### Exercise 1
From the blog entry on grief, retype the passage starting with "miakoda said…" and going on through "get the chance!)".
### Exercise 2
Answer these questions using the blog entry on grief.
(a) How many months has it been as of today?
(b) What three things appear in the larger painting?
(c) Whom did the writer run into at dinner?

### Document extract

=====

Thirteen

It's a 13. Ten months today. No wonder I am out of sorts. Grief lingers like the painful fever blister that's hanging around on my lip. It's caused by a virus that usually lies dormant, but under times when the body is under stress, will fester and sting and hurt and bleed. Like grief, you can't miss the damned fever blister. You can medicate--and it fades. And of course, when it is the least convenient time, grief, like fever blisters, will reappear. The morning started out well with a great painting session. I had extra time today and painted a larger piece. I wish I could have carried that painting with me today as my shield. Emerging into my own with a dark blue universe, an emerging multi-colored sun, and a large beating red heart. Afterwards, I should have declared a bed-in today and just read and slept. The hellidays are sneaking up. And I'm bracing myself. Again. I doubt myself. As a musician. Rough rehearsal. Stirred up frustration. anger. fear. A part of me wants to stop playing. Sell the musical equipment, save the extra money. But Steve said to be, "What would that prove"? Yeah, he's right. Another piece of me would fall, shatter, and be silent. And I'm trying to become more visible on this journey of living, not fall invisible into the shadows of grief. I enjoyed a nice dinner with friends. I also ran into a dear friend and her mother. As happy as I was for them to be dining together and laughing, I experienced an ache and the loss in my heart, as I will never again be able to enjoy a simple dinner with my own mother.

Comments

miakoda said…
I can sympathize. The memories of lost loved ones are especially potent this time of year, when the reminders of the holidays are suddenly everywhere. Hang in there, lady. It will take time, but eventually the joy of remembering will begin to balance that sorrow. Until then, live and laugh and cry as fiercely as you need to. (And play your heart out whenever you get the chance!)

=====

Dataset records
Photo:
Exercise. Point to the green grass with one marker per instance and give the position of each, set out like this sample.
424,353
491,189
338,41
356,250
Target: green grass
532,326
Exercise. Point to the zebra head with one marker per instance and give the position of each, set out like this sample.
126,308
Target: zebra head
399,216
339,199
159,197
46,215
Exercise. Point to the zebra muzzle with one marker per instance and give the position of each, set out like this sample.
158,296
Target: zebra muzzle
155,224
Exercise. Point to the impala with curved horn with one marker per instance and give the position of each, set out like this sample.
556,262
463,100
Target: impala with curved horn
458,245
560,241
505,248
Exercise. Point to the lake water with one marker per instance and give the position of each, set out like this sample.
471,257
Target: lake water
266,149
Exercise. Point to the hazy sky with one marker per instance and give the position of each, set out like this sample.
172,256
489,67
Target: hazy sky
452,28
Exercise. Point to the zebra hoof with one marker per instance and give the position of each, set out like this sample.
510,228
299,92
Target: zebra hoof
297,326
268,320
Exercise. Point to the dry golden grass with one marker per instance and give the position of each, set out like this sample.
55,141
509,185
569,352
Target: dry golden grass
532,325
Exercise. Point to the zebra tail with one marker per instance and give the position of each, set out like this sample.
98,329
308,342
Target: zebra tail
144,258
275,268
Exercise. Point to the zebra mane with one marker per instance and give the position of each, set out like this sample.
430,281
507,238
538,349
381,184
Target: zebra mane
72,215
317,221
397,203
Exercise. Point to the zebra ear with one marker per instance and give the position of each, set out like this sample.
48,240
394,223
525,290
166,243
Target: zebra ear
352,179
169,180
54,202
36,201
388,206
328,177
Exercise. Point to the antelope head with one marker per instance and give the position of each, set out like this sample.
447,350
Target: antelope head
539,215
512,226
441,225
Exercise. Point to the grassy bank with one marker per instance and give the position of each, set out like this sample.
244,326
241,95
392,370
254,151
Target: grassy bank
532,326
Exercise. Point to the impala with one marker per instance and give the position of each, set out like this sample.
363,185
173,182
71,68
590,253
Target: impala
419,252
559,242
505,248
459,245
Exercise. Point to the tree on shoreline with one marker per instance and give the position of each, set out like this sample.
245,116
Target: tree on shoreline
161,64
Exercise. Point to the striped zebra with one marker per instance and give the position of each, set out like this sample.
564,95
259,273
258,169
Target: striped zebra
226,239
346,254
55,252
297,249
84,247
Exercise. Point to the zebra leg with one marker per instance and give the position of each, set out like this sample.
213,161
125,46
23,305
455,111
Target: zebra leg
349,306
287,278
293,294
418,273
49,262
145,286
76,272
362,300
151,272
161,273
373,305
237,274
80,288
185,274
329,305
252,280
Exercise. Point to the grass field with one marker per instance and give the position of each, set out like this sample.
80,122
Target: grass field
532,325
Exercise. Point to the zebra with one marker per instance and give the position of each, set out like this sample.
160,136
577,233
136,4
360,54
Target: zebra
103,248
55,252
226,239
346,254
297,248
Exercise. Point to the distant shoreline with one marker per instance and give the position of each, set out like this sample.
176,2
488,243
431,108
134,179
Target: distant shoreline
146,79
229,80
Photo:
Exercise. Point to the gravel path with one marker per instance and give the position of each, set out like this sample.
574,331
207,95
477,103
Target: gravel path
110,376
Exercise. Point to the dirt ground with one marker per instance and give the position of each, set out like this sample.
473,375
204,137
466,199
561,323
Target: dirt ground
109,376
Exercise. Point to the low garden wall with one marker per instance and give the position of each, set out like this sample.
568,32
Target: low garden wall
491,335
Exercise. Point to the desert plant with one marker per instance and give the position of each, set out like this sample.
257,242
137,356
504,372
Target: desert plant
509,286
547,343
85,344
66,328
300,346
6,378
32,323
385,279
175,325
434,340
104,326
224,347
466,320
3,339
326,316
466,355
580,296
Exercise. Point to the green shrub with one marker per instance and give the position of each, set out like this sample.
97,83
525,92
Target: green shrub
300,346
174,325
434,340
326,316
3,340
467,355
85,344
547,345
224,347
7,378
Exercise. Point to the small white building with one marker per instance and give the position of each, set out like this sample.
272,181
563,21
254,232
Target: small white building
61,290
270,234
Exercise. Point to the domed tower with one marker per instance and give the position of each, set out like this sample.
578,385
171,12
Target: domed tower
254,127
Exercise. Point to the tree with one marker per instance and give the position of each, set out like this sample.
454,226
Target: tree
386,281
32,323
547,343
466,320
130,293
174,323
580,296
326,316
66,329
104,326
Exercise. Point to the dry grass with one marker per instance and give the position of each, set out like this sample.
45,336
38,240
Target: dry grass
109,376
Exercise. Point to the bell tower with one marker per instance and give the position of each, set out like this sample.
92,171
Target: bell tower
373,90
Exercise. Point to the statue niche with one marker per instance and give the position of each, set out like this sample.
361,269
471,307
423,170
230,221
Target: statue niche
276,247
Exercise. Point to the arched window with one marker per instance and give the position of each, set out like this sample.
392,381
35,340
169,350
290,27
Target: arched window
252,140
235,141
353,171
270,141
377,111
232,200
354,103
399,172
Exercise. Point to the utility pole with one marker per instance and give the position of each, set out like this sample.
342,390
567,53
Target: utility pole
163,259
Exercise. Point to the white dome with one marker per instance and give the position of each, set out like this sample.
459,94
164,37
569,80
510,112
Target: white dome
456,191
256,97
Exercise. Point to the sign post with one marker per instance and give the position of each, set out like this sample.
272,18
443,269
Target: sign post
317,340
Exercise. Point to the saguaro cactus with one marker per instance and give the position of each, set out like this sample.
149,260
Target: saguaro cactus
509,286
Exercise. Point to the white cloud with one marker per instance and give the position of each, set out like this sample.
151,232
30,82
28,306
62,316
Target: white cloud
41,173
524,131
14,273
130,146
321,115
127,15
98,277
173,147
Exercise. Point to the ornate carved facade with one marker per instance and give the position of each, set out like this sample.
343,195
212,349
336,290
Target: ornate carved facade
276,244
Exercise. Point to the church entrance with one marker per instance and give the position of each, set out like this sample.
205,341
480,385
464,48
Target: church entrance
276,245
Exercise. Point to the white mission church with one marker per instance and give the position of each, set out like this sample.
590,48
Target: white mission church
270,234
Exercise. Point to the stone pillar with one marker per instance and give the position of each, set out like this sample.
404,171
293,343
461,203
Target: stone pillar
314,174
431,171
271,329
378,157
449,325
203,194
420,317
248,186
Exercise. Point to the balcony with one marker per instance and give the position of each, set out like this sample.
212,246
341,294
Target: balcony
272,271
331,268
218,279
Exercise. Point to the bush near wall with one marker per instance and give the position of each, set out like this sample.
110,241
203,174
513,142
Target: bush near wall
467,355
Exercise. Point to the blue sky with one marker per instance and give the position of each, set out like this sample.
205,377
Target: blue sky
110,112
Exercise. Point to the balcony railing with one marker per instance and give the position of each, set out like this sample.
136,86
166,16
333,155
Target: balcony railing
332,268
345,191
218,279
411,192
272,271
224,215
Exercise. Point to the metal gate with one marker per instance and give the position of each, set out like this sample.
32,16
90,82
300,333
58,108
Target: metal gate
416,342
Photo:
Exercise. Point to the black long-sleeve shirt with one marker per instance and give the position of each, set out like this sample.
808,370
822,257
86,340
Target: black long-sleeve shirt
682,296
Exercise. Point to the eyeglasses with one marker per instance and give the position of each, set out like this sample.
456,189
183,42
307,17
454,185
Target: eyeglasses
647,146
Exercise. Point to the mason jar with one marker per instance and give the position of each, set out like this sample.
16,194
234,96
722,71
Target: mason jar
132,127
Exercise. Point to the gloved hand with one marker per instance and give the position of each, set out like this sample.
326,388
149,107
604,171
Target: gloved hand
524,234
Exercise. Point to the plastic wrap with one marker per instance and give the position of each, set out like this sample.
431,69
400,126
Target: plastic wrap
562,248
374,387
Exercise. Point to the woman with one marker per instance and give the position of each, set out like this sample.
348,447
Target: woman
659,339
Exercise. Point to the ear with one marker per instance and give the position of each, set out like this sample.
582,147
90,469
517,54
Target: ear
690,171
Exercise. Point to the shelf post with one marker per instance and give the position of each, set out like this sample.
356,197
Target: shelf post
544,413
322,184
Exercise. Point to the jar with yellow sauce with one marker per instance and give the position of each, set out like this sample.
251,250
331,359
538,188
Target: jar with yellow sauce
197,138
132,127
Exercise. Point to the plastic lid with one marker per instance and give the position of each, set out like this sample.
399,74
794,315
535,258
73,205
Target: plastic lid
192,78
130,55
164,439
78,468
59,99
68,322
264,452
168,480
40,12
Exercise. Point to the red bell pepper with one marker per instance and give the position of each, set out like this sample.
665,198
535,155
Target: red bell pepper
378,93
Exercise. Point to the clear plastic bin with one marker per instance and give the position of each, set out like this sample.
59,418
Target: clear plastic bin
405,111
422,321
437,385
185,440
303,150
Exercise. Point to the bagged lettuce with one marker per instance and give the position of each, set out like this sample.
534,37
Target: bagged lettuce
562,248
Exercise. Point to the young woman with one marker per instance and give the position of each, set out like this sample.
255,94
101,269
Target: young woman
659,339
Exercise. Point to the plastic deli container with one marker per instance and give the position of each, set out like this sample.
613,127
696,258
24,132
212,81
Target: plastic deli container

=====

### Exercise response 1
miakoda said…
I can sympathize. The memories of lost loved ones are especially potent this time of year, when the reminders of the holidays are suddenly everywhere. Hang in there, lady. It will take time, but eventually the joy of remembering will begin to balance that sorrow. Until then, live and laugh and cry as fiercely as you need to. (And play your heart out whenever you get the chance!)

### Exercise response 2
(a) Ten months.
(b) A dark blue universe, an emerging multi-colored sun, and a large beating red heart.
(c) A dear friend and her mother.